Pointing records
==================================================

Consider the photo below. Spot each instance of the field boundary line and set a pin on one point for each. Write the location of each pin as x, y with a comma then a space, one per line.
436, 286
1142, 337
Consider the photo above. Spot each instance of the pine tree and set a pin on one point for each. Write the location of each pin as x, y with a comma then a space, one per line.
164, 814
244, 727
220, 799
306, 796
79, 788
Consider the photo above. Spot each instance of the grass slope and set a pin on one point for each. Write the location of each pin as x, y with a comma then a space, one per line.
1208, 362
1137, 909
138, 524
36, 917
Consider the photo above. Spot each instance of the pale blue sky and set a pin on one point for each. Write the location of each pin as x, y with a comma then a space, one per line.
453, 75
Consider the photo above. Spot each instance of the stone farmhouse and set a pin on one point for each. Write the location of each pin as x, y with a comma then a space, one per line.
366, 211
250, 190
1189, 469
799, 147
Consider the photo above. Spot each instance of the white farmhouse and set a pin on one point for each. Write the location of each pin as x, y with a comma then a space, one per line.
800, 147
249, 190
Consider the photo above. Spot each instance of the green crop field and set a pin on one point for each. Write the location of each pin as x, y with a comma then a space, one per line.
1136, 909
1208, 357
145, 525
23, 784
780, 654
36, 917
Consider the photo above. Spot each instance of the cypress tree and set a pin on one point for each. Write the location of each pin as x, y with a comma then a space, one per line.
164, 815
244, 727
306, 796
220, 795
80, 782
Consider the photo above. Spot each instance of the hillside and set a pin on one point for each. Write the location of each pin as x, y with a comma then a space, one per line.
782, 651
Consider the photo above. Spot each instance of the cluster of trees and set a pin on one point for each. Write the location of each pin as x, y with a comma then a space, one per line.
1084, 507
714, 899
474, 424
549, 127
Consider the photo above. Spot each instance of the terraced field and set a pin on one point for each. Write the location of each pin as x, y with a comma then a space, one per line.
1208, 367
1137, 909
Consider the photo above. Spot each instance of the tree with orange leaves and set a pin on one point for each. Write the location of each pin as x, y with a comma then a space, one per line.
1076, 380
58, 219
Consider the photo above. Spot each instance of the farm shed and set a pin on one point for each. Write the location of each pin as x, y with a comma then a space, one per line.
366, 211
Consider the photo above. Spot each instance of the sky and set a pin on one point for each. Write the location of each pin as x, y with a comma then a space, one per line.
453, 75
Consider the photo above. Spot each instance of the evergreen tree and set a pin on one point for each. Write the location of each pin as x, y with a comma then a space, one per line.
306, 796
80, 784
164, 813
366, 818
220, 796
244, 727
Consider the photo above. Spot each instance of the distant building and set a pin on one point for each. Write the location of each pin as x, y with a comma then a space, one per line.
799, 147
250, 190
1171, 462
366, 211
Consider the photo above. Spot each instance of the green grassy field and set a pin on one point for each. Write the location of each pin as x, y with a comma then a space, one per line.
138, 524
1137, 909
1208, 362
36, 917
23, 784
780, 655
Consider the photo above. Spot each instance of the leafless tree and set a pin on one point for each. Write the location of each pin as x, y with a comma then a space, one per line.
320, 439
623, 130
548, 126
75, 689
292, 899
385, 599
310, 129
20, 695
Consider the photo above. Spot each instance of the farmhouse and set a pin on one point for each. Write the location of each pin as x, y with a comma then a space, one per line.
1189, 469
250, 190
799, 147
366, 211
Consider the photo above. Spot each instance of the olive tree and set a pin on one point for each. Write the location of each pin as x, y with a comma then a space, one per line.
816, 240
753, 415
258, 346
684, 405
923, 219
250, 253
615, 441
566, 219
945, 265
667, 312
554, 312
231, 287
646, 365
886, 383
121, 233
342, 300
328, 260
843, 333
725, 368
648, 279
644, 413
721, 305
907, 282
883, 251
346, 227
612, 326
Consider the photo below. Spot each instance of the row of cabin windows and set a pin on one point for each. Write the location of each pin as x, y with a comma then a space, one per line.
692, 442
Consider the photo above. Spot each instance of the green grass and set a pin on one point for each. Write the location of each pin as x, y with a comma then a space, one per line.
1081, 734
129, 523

==================================================

Reproduce each entry from the records above, character for character.

Consider the photo below. Spot each instance of the field boundary line and set a pin on one point for each. Write the location of each pin as x, y with a comma then a space, one per line.
436, 286
1142, 337
Consider the photo above. Spot each instance of the pine tree and set a pin on one point for each. Write the location of each pin as x, y with a comma then a space, one per line.
164, 814
244, 727
220, 799
306, 796
79, 788
Consider the photo above. Spot each instance of the grass slope and set a pin on one point for each. Write the location of each pin as x, y with a comma then a space, one per line.
1208, 362
1137, 909
138, 524
36, 917
Consider the photo above. Spot each instance of the pale blue sky and set a pin on one point for each. Write the location of each pin as x, y with a comma then a space, one per line.
453, 75
Consider the photo above. Spot each instance of the stone farmhouse and set a pin on one point for each. Write the location of each pin as x, y with a comma then a space, one per line.
366, 211
250, 190
1189, 469
799, 147
Consider the photo above. Spot each instance of the white farmhouse and set a pin on one point for each. Write the location of each pin as x, y with a comma then a space, one per line.
800, 147
249, 190
Consider the photo above. Spot each instance of the green crop field and set a pin on one point for each. Write the location of each pin as x, y with a comma then a space, one per line.
1136, 909
1208, 357
145, 525
23, 784
780, 654
36, 917
Consider the photo above. Spot each instance of the cypress tree and set a pin on one point for each. Write the location of each pin as x, y with a comma then a space, one per line.
164, 815
244, 727
306, 796
220, 795
80, 782
Consider the photo above. Spot each instance of the hillside and set a pin on one point for each. Write the location of each pin as x, y with a comma then a space, one per line.
782, 651
Consider the photo above. Spot each instance of the cluster of trees and set a pin on one point for each. Write the location of each pin as x, y with a comma then a space, one per line.
1084, 507
714, 899
474, 424
549, 127
Consider the photo above. Spot each instance of the terraced field and set a pin on one point for each. Write the location of each pin as x, y with a comma then a space, one per line.
1208, 367
1137, 909
Consider the photo above. Spot each instance of the tree with orange leaves and set a pin on one point for each. Write the location of each pin as x, y with a comma then a space, one per line.
1076, 380
58, 219
Consider the photo above. Spot each instance of the farm shed and set a pin on one point for each. Write the location of each pin as x, y with a comma then a space, one per line.
366, 211
Consider the photo above. Spot each instance of the sky and set a pin on one point for each. Write the location of each pin as x, y with a comma then a space, one per line.
453, 75
Consider the photo above. Spot each instance of the evergreen tree and set a pin on one point for each. Write the location of each pin as x, y with a comma then a space, one per line.
306, 796
80, 784
164, 813
366, 818
220, 796
244, 727
Consider the photo above. Spot each instance of the distant building and set a pin on one point for each. Write the location of each pin as x, y with a comma then a space, one per line.
799, 147
250, 190
1171, 462
366, 211
Consider the photo above. Spot each instance of the green grassy field and set a pin on one point for each. Write the location of each pin as x, y with a comma then a space, one per line.
138, 524
1137, 909
1208, 362
36, 917
23, 784
780, 655
Consider the photo above. Spot each instance of the leafless tree and set a pin on one point for each. Write the location of each pin as x, y with a comma then a space, one per line.
320, 439
623, 130
548, 126
75, 689
292, 899
385, 599
310, 129
20, 695
Consider the photo above. Spot each instance of the farmhouse and set a pin on one point for each. Write the location of each pin as x, y with a comma then a space, one per line.
1189, 469
250, 190
799, 147
366, 211
Consider the photo above. Spot each instance of the olive tree and set a pin on one point for each. Write the location of each pin as x, y with a comma then a space, one per line.
816, 240
753, 415
258, 346
684, 405
923, 219
250, 253
615, 441
566, 219
945, 265
667, 312
554, 312
231, 287
646, 365
886, 383
121, 233
342, 300
328, 260
843, 333
725, 368
648, 279
644, 413
721, 305
907, 282
883, 251
346, 227
612, 326
Consider the photo below. Spot each instance of the row of cabin windows and set a pin on one point for each. Write the location of each pin as x, y with a comma then a space, one per line.
692, 442
Consider the photo above. Spot each instance of the green grass and set a pin on one point for each. Write the location of each pin as x, y with a comma then a space, one per line.
1081, 734
129, 523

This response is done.